GIVEN PROBLEM A: Convert the part of the listing that opens with the line containing "You are given a photograph. Your task: indicate the blurred" and runs through the end of the listing into a numbered list, leaving out blank lines.

PROVIDED TEXT:
********

# Viareggio/Versilia



## lululemonhead

Hi! I'm new to the forum so go easy on me 😜. My boyfriend and I are moving to Viareggio at the end of April. I have work lined up but my boyfriend is looking... And help/advice much appreciated. He's a concreter by trade but has also worked as a painter/decorator/handyman and various other jobs on building sites. He'd do anything really... I'd wondered if there would be anything at the ship yards but have no idea how to find out... Does anyone know? 

We'd also really like to meet other Brits/English speaking people in the area... We're in our early 30's but aren't ageist! 

Look forward to what your replies bring. 

Thanks,

Lucy


----------



## LJB82

*Just Moved to Viareggio*

Hi Lucy,

Myself and my boyfriend have just moved to Viareggio. I know your post was a while ago but wondered if you were still in Viareggio or had any useful tips to meet fellow english speakers?

Thanks

Lucy xx


----------



## lululemonhead

Hi Lucy,

I'm in Manchester at the moment but am coming back to Versilia at the end of June. The Red Lion pub is a good place to meet English people and also Pietrasanta old town. Happy to keep in touch until I'm back if you like?

Lucy x


----------



## pudd 2

LJB82 said:


> Hi Lucy,
> 
> Myself and my boyfriend have just moved to Viareggio. I know your post was a while ago but wondered if you were still in Viareggio or had any useful tips to meet fellow english speakers?

********

(Location annotation dataset excerpts)
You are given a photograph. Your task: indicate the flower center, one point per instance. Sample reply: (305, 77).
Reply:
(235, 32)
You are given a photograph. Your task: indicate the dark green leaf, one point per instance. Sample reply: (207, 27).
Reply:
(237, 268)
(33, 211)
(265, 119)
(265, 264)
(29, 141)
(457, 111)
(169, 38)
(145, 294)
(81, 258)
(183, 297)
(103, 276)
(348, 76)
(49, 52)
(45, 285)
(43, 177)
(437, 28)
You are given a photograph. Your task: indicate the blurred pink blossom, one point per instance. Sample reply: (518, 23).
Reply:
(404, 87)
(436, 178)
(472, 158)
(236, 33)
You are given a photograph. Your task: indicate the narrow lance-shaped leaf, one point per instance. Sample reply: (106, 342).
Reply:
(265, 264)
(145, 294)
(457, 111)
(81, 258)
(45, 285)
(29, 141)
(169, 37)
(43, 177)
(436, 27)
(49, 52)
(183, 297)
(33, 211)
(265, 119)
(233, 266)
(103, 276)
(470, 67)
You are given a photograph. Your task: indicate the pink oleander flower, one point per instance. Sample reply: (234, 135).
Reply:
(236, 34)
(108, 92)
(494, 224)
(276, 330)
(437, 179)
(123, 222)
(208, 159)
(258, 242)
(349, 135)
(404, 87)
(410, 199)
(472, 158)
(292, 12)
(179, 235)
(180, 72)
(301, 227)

********

GIVEN PROBLEM B:
Based on the forum thread about Viareggio, decide whether each statement agrees with it. Answer yes or no and quote the words that settle it.
(i) The first poster's boyfriend is a concreter by trade.
(ii) When lululemonhead replies to LJB82, lululemonhead is in Viareggio.
(iii) The Red Lion pub is recommended as a place to meet English people.

FINAL ANSWER A:
1. You are given a photograph. Your task: indicate the blurred pink blossom, one point per instance. Sample reply: (518, 23).
2. Reply:
3. (404, 87)
4. (436, 178)
5. (472, 158)
6. (236, 33)
7. You are given a photograph. Your task: indicate the narrow lance-shaped leaf, one point per instance. Sample reply: (106, 342).
8. Reply:
9. (265, 264)
10. (145, 294)
11. (457, 111)
12. (81, 258)
13. (45, 285)
14. (29, 141)
15. (169, 37)
16. (43, 177)
17. (436, 27)
18. (49, 52)
19. (183, 297)
20. (33, 211)
21. (265, 119)
22. (233, 266)
23. (103, 276)
24. (470, 67)
25. You are given a photograph. Your task: indicate the pink oleander flower, one point per instance. Sample reply: (234, 135).
26. Reply:
27. (236, 34)
28. (108, 92)
29. (494, 224)
30. (276, 330)
31. (437, 179)
32. (123, 222)
33. (208, 159)
34. (258, 242)
35. (349, 135)
36. (404, 87)
37. (410, 199)
38. (472, 158)
39. (292, 12)
40. (179, 235)
41. (180, 72)
42. (301, 227)

FINAL ANSWER B:
(i) Yes: "He's a concreter by trade"
(ii) No: "I'm in Manchester at the moment but am coming back to Versilia at the end of June."
(iii) Yes: "The Red Lion pub is a good place to meet English people"